» WHAT IS ASKED
Will you quote only the lines starting at the one that contains "[tag] dark soil (a dot for each instance)" and ending with the last line of the listing below, inclusive?

» GIVEN ENTRIES
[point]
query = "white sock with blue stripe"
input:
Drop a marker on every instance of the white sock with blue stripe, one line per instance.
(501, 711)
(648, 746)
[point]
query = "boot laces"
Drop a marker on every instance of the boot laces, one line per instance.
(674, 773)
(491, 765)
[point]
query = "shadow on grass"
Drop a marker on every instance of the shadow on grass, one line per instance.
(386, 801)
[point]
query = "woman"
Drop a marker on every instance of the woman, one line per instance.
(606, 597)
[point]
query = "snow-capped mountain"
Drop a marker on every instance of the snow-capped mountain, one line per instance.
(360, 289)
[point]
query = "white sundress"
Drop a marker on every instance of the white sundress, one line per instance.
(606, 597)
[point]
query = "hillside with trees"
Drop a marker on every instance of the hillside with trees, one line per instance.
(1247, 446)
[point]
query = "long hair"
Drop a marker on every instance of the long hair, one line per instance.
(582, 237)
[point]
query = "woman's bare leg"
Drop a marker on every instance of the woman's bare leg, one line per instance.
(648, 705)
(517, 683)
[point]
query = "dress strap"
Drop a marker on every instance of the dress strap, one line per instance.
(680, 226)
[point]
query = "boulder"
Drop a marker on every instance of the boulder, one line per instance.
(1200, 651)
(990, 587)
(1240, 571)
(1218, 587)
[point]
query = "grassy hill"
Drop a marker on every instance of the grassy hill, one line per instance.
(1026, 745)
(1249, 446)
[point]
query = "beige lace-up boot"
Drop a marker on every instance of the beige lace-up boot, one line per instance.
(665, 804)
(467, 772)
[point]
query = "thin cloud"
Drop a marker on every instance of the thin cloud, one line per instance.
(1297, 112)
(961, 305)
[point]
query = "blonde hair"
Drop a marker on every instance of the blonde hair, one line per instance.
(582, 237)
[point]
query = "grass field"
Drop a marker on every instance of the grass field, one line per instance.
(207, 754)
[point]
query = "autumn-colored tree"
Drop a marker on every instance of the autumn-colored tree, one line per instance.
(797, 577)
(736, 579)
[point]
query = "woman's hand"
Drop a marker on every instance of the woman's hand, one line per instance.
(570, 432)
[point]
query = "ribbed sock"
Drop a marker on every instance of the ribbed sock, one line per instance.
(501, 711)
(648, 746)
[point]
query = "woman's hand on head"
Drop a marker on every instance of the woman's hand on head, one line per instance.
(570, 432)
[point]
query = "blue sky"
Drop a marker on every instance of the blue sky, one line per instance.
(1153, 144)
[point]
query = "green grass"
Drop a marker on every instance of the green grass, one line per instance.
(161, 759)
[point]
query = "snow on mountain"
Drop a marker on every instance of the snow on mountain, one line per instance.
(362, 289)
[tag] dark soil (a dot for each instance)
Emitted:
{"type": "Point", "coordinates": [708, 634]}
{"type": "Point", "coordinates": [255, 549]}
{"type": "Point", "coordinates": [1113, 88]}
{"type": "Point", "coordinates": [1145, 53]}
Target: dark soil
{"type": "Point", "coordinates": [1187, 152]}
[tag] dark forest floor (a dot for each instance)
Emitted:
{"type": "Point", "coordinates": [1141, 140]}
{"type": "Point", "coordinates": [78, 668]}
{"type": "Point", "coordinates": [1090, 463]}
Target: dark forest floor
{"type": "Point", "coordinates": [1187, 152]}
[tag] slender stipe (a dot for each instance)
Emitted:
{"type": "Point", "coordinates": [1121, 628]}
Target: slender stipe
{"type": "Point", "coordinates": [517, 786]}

» EXERCISE RESPONSE
[tag] dark soil (a dot for each instance)
Emitted:
{"type": "Point", "coordinates": [708, 634]}
{"type": "Point", "coordinates": [255, 549]}
{"type": "Point", "coordinates": [1113, 88]}
{"type": "Point", "coordinates": [1145, 53]}
Target: dark soil
{"type": "Point", "coordinates": [1187, 152]}
[tag] dark forest floor (a dot for each instance)
Emitted:
{"type": "Point", "coordinates": [1141, 140]}
{"type": "Point", "coordinates": [78, 668]}
{"type": "Point", "coordinates": [1090, 463]}
Target: dark forest floor
{"type": "Point", "coordinates": [1187, 152]}
[tag] slender stipe (a dot for each instance)
Emitted:
{"type": "Point", "coordinates": [1121, 628]}
Target: slender stipe
{"type": "Point", "coordinates": [517, 786]}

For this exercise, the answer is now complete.